_What is being asked_
Count the lines below that contain the word "dense". Reply with the number alone.

⁂

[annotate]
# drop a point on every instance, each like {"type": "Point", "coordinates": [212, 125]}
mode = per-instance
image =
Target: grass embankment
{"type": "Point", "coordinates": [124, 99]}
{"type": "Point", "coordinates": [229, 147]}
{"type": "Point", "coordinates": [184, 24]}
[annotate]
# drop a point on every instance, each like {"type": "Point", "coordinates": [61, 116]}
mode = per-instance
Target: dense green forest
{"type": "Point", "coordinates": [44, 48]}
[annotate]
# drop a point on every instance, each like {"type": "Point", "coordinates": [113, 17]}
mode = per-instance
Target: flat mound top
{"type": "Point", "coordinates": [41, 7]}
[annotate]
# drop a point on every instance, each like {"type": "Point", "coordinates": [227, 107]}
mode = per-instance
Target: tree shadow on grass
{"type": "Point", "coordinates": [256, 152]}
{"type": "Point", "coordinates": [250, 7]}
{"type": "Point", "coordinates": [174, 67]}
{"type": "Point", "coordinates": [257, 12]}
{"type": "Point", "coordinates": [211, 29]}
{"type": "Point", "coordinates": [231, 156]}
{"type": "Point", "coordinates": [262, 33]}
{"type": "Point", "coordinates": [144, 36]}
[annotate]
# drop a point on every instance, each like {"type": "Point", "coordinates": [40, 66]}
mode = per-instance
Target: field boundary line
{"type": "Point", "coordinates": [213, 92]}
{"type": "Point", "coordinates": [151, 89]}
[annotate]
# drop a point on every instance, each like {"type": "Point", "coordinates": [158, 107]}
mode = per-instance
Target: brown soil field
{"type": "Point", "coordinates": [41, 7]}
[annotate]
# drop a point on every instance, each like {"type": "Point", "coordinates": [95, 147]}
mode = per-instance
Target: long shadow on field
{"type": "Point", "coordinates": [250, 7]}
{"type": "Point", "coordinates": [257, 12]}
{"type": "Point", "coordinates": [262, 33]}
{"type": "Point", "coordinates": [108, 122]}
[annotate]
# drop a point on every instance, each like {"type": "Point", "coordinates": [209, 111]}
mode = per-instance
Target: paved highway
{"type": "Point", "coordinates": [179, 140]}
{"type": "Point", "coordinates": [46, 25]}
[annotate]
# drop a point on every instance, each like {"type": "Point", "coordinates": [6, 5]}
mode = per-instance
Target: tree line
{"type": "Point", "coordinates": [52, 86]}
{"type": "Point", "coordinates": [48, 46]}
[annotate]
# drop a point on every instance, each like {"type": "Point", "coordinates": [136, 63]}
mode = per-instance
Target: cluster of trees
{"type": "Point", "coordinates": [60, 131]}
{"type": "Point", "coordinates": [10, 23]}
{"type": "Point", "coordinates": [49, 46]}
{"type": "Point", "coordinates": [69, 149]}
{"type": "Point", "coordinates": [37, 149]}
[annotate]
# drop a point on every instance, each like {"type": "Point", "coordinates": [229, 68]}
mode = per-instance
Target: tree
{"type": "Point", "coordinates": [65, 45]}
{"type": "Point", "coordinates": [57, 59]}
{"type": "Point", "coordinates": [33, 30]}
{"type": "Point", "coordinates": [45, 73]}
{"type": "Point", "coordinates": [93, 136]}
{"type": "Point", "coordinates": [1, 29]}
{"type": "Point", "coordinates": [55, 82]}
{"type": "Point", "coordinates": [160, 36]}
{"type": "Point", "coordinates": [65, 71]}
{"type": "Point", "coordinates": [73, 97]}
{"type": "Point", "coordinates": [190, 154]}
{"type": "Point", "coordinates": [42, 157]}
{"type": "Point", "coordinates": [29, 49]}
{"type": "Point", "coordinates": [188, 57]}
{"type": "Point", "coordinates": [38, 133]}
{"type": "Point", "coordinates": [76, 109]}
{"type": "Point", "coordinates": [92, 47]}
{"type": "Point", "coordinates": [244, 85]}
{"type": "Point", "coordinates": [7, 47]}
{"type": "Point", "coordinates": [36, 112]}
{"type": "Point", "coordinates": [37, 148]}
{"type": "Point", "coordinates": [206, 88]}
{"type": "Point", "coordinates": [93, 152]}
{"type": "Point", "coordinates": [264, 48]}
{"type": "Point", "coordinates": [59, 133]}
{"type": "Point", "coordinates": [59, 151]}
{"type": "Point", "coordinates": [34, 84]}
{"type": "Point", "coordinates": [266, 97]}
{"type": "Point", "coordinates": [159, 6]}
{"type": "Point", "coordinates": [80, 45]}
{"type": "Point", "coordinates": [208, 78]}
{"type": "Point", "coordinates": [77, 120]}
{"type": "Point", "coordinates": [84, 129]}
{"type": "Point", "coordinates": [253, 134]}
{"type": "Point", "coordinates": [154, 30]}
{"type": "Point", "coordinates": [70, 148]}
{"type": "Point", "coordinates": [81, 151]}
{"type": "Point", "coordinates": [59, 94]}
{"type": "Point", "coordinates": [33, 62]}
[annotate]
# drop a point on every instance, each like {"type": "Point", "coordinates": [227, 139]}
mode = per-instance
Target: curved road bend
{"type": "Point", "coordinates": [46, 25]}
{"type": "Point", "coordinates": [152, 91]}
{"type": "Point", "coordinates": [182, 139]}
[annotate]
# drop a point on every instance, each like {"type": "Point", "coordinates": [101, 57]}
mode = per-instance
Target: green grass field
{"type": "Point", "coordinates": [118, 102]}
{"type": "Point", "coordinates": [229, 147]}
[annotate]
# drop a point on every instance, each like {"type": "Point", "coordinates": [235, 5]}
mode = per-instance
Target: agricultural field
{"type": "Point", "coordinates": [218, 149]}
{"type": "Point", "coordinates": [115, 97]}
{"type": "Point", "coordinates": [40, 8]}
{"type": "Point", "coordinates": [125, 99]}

⁂

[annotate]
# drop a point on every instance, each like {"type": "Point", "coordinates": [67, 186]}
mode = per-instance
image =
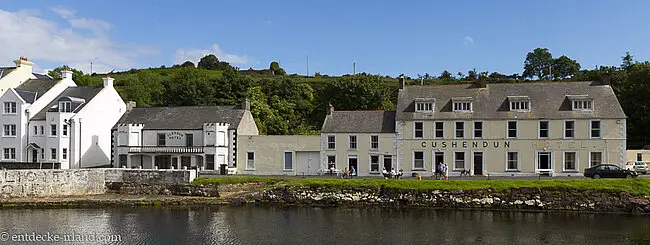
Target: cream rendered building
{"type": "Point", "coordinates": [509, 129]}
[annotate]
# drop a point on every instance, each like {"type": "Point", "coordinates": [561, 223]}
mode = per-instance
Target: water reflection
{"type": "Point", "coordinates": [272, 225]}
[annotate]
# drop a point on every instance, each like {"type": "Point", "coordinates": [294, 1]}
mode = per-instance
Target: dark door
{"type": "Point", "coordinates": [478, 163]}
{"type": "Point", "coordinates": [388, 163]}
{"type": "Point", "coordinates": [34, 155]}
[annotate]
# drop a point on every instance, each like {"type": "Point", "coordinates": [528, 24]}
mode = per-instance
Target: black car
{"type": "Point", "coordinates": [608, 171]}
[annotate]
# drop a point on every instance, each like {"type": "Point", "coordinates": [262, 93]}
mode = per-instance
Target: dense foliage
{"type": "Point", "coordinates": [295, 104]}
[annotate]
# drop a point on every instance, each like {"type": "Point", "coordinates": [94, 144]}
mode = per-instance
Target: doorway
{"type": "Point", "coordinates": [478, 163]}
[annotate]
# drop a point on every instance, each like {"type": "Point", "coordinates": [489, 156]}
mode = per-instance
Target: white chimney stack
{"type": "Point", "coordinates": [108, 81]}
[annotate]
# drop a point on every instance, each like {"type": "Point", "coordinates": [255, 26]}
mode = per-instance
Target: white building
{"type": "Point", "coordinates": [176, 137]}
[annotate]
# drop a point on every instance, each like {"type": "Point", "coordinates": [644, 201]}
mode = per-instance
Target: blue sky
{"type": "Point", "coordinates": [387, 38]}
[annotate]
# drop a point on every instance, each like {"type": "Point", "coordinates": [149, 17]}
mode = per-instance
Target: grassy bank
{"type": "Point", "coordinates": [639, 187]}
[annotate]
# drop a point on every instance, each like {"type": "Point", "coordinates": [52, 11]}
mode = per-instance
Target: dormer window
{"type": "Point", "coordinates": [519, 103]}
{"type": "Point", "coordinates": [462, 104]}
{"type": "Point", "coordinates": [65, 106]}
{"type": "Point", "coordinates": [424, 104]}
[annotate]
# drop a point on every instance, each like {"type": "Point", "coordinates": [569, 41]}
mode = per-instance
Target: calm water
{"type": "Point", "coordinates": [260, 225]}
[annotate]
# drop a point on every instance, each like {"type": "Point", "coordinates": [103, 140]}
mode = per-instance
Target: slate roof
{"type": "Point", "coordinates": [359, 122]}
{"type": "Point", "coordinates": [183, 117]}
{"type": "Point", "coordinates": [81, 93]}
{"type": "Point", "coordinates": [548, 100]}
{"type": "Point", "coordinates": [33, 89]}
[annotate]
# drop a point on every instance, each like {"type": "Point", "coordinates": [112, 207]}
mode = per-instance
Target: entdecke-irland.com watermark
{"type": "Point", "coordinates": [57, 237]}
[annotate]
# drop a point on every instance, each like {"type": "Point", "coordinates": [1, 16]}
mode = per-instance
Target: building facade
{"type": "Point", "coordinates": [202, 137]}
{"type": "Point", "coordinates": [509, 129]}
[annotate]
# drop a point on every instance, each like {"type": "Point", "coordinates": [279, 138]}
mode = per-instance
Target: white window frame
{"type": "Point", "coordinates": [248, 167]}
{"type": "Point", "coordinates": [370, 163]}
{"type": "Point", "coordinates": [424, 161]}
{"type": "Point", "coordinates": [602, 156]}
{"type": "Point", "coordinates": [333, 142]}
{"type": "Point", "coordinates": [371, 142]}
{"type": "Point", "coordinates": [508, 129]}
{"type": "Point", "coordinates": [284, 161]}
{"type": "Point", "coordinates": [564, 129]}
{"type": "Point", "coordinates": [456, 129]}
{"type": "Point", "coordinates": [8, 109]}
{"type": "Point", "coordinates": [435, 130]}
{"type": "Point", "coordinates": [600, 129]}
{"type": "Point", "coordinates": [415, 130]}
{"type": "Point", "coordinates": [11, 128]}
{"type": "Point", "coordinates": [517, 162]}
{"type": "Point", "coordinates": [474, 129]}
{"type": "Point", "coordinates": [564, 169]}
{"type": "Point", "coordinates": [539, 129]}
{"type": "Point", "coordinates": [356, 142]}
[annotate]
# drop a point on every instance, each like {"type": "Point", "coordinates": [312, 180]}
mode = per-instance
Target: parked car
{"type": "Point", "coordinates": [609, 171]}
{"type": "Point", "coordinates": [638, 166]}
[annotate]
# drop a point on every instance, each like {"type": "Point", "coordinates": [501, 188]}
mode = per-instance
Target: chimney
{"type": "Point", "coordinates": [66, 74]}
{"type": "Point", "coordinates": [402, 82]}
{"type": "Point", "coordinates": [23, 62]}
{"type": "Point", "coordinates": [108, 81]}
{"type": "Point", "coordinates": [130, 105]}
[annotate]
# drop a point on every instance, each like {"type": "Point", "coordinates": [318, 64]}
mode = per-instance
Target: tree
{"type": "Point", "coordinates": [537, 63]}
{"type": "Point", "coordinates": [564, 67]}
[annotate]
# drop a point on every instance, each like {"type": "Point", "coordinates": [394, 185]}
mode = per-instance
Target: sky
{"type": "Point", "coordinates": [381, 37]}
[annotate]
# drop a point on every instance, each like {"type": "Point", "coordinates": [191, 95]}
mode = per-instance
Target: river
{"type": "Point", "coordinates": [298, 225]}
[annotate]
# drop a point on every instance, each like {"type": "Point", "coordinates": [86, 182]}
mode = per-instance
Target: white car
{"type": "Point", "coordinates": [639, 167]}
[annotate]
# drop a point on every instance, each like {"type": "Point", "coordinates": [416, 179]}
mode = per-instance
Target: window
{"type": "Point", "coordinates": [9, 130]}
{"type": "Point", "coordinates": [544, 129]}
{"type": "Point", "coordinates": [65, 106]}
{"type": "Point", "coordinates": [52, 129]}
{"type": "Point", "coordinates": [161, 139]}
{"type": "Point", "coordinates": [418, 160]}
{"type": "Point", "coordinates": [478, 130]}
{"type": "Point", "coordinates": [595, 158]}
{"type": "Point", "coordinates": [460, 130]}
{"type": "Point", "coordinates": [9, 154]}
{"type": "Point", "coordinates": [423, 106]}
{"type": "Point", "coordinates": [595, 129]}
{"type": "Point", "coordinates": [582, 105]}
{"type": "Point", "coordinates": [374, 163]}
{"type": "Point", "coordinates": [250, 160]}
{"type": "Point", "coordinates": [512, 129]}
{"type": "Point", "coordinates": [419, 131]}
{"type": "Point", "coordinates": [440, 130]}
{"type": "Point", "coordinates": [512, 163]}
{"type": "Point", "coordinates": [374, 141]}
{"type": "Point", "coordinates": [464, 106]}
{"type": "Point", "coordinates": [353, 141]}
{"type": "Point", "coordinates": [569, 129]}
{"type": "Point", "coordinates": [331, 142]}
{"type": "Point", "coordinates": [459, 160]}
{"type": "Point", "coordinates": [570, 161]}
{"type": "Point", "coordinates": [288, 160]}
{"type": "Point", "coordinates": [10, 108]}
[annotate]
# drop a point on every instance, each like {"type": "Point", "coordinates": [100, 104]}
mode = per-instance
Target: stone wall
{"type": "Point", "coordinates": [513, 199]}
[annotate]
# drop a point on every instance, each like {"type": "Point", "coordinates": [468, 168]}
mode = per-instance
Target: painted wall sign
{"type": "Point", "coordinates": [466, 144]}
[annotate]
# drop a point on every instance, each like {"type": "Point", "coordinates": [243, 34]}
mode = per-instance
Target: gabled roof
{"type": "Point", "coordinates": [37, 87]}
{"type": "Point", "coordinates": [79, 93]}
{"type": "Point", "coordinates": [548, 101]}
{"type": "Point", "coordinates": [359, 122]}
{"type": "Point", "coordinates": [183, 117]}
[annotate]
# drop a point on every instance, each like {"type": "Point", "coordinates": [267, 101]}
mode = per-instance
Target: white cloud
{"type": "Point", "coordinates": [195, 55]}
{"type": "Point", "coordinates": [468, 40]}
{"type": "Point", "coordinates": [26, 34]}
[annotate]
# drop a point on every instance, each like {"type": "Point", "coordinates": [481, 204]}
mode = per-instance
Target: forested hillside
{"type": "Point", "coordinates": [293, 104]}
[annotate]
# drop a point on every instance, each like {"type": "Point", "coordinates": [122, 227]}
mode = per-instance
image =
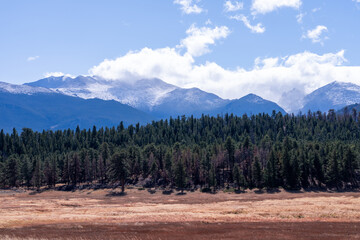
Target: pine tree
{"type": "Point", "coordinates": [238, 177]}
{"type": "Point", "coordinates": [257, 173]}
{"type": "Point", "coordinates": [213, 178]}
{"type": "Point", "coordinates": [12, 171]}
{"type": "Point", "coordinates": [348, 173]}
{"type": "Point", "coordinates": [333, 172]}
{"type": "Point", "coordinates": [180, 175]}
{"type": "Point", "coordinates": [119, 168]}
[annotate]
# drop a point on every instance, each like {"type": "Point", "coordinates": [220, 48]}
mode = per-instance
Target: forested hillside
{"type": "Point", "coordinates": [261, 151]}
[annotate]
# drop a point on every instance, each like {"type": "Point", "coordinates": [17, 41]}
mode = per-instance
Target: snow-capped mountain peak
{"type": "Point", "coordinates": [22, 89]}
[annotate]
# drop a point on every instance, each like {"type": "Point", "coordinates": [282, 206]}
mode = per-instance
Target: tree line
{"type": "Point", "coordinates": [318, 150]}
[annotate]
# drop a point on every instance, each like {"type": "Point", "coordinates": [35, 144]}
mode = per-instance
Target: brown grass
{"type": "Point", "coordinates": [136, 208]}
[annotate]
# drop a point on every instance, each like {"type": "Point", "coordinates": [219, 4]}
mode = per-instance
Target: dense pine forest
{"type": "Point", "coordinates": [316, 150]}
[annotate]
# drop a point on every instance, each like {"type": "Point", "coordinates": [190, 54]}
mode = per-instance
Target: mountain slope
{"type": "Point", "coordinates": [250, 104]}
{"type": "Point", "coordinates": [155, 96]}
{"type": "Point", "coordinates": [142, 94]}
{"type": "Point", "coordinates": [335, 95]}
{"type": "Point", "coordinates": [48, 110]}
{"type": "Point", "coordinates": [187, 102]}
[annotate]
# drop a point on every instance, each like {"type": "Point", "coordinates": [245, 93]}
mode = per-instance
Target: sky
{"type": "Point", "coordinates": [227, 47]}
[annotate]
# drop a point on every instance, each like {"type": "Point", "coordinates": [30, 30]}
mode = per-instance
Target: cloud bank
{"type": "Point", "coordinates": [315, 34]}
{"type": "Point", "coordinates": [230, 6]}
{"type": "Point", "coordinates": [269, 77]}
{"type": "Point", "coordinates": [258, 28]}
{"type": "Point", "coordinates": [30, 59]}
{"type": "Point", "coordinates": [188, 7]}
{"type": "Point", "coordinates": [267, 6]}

⁂

_Answer to this task_
3